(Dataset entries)

---------------

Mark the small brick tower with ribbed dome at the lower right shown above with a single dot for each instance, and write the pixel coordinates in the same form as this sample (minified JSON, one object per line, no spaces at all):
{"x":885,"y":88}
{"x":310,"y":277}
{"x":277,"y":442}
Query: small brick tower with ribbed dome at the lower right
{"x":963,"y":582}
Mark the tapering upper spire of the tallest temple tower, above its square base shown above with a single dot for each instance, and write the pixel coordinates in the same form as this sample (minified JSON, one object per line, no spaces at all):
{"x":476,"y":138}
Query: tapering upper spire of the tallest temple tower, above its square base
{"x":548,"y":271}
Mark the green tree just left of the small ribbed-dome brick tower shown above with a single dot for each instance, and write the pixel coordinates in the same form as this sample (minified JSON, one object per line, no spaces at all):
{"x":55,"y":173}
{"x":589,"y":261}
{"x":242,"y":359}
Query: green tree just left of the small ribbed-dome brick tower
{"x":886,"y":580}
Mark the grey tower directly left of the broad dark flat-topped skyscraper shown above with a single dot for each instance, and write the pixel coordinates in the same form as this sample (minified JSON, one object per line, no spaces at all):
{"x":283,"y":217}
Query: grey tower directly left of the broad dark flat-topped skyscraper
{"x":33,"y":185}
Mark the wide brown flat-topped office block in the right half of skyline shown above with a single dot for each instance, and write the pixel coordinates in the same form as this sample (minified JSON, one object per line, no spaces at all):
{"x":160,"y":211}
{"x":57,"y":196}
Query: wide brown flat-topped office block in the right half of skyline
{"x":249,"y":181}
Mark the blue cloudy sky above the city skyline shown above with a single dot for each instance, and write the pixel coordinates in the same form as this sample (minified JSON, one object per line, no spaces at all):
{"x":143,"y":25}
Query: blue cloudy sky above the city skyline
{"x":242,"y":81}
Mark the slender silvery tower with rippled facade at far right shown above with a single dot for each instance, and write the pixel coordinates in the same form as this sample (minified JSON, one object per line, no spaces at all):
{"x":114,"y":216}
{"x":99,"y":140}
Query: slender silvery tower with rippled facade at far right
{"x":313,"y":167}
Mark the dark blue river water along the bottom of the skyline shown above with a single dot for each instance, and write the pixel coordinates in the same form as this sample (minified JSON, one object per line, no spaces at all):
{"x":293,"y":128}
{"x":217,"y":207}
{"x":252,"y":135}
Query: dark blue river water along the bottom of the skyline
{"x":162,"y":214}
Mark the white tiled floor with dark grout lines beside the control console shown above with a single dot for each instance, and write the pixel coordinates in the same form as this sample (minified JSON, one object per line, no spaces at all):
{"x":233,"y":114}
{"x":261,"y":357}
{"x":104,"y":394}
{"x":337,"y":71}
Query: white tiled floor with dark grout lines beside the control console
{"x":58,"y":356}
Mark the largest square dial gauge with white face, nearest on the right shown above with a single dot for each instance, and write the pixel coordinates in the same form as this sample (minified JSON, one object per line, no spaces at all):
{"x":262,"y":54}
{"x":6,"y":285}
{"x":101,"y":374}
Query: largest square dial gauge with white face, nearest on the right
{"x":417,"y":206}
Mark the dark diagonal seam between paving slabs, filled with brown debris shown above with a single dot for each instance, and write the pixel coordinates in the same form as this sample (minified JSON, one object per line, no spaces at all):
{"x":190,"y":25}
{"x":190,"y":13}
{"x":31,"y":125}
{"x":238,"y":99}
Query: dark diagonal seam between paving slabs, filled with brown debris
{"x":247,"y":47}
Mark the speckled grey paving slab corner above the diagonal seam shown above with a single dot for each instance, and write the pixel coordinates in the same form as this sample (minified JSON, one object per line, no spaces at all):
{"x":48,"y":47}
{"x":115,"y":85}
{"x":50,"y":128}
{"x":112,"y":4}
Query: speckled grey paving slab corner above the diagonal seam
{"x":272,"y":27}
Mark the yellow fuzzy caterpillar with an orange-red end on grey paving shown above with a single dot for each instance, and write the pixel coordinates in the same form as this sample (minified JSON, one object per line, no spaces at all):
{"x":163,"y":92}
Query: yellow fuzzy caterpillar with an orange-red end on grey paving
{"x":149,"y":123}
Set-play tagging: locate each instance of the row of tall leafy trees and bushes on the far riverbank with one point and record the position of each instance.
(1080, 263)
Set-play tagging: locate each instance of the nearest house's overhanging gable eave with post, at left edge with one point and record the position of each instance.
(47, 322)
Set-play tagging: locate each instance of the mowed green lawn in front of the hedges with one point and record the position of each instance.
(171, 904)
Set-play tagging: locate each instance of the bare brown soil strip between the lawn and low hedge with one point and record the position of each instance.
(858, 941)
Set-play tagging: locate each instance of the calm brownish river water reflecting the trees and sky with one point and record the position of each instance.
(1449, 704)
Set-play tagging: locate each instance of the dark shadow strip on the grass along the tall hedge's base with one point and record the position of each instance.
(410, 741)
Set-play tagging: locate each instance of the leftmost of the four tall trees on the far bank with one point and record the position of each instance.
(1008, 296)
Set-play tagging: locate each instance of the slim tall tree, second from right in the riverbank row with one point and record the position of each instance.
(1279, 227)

---------------

■ TASK TO COMPLETE
Go through the data and copy each line exactly as it was written.

■ TASK SOLUTION
Mark the small brick tower with ribbed dome at the lower right shown above with a single dot for each instance, and write the pixel coordinates in the same form as this sample (minified JSON, one object per line, no spaces at all):
{"x":885,"y":88}
{"x":310,"y":277}
{"x":277,"y":442}
Query: small brick tower with ribbed dome at the lower right
{"x":963,"y":582}
Mark the tapering upper spire of the tallest temple tower, above its square base shown above with a single dot for each instance, and write the pixel coordinates in the same form as this sample (minified JSON, one object per line, no spaces at all):
{"x":476,"y":138}
Query: tapering upper spire of the tallest temple tower, above its square base
{"x":548,"y":271}
Mark the green tree just left of the small ribbed-dome brick tower shown above with a single dot for each instance, and write the pixel coordinates in the same form as this sample (minified JSON, one object per line, no spaces at all):
{"x":55,"y":173}
{"x":589,"y":261}
{"x":242,"y":359}
Query: green tree just left of the small ribbed-dome brick tower
{"x":886,"y":580}
Mark the grey tower directly left of the broad dark flat-topped skyscraper shown above with a single dot for each instance, and write the pixel coordinates in the same form as this sample (minified JSON, one object per line, no spaces at all):
{"x":283,"y":217}
Query: grey tower directly left of the broad dark flat-topped skyscraper
{"x":33,"y":185}
Mark the wide brown flat-topped office block in the right half of skyline shown above with a single dot for each instance, and write the pixel coordinates in the same form as this sample (minified JSON, one object per line, no spaces at all):
{"x":160,"y":211}
{"x":57,"y":196}
Query: wide brown flat-topped office block in the right half of skyline
{"x":249,"y":181}
Mark the blue cloudy sky above the city skyline shown above with a single dot for each instance, and write the pixel coordinates in the same form as this sample (minified JSON, one object per line, no spaces at all):
{"x":143,"y":25}
Query: blue cloudy sky above the city skyline
{"x":242,"y":81}
Mark the slender silvery tower with rippled facade at far right shown above with a single dot for each instance, and write the pixel coordinates in the same form as this sample (minified JSON, one object per line, no spaces at all):
{"x":114,"y":216}
{"x":99,"y":140}
Query: slender silvery tower with rippled facade at far right
{"x":313,"y":167}
Mark the dark blue river water along the bottom of the skyline shown above with a single dot for each instance, and write the pixel coordinates in the same form as this sample (minified JSON, one object per line, no spaces at all):
{"x":293,"y":128}
{"x":217,"y":207}
{"x":252,"y":135}
Query: dark blue river water along the bottom of the skyline
{"x":162,"y":214}
Mark the white tiled floor with dark grout lines beside the control console shown above with a single dot for each instance, and write the pixel coordinates in the same form as this sample (minified JSON, one object per line, no spaces at all):
{"x":233,"y":114}
{"x":261,"y":357}
{"x":104,"y":394}
{"x":337,"y":71}
Query: white tiled floor with dark grout lines beside the control console
{"x":58,"y":356}
Mark the largest square dial gauge with white face, nearest on the right shown above with a single dot for each instance, and write the pixel coordinates in the same form as this sample (minified JSON, one object per line, no spaces at all):
{"x":262,"y":54}
{"x":6,"y":285}
{"x":101,"y":374}
Query: largest square dial gauge with white face, nearest on the right
{"x":417,"y":206}
Mark the dark diagonal seam between paving slabs, filled with brown debris shown above with a single dot for each instance, and write the pixel coordinates in the same form as this sample (minified JSON, one object per line, no spaces at all):
{"x":190,"y":25}
{"x":190,"y":13}
{"x":31,"y":125}
{"x":238,"y":99}
Query: dark diagonal seam between paving slabs, filled with brown debris
{"x":247,"y":47}
Mark the speckled grey paving slab corner above the diagonal seam shown above with a single dot for each instance, and write the pixel coordinates in the same form as this sample (minified JSON, one object per line, no spaces at all):
{"x":48,"y":47}
{"x":115,"y":85}
{"x":50,"y":128}
{"x":112,"y":4}
Query: speckled grey paving slab corner above the diagonal seam
{"x":272,"y":27}
Mark the yellow fuzzy caterpillar with an orange-red end on grey paving shown above with a single dot for each instance, and write the pixel coordinates in the same form as this sample (minified JSON, one object per line, no spaces at all):
{"x":163,"y":92}
Query: yellow fuzzy caterpillar with an orange-red end on grey paving
{"x":149,"y":123}
Set-play tagging: locate each instance of the row of tall leafy trees and bushes on the far riverbank with one point and record the position of each instance.
(1080, 263)
Set-play tagging: locate each instance of the nearest house's overhanging gable eave with post, at left edge with one point and record the position of each instance.
(47, 322)
Set-play tagging: locate each instance of the mowed green lawn in front of the hedges with one point and record the position of each instance.
(171, 904)
Set-play tagging: locate each instance of the bare brown soil strip between the lawn and low hedge with one point and record the position of each instance.
(858, 941)
Set-play tagging: locate each instance of the calm brownish river water reflecting the trees and sky with one point and record the position of each instance.
(1449, 704)
Set-play tagging: locate each instance of the dark shadow strip on the grass along the tall hedge's base with one point and record the position of each instance.
(410, 741)
Set-play tagging: locate each instance of the leftmost of the four tall trees on the far bank with one point and record the position of each instance.
(1008, 296)
Set-play tagging: locate each instance of the slim tall tree, second from right in the riverbank row with one point and record the position of each instance.
(1279, 227)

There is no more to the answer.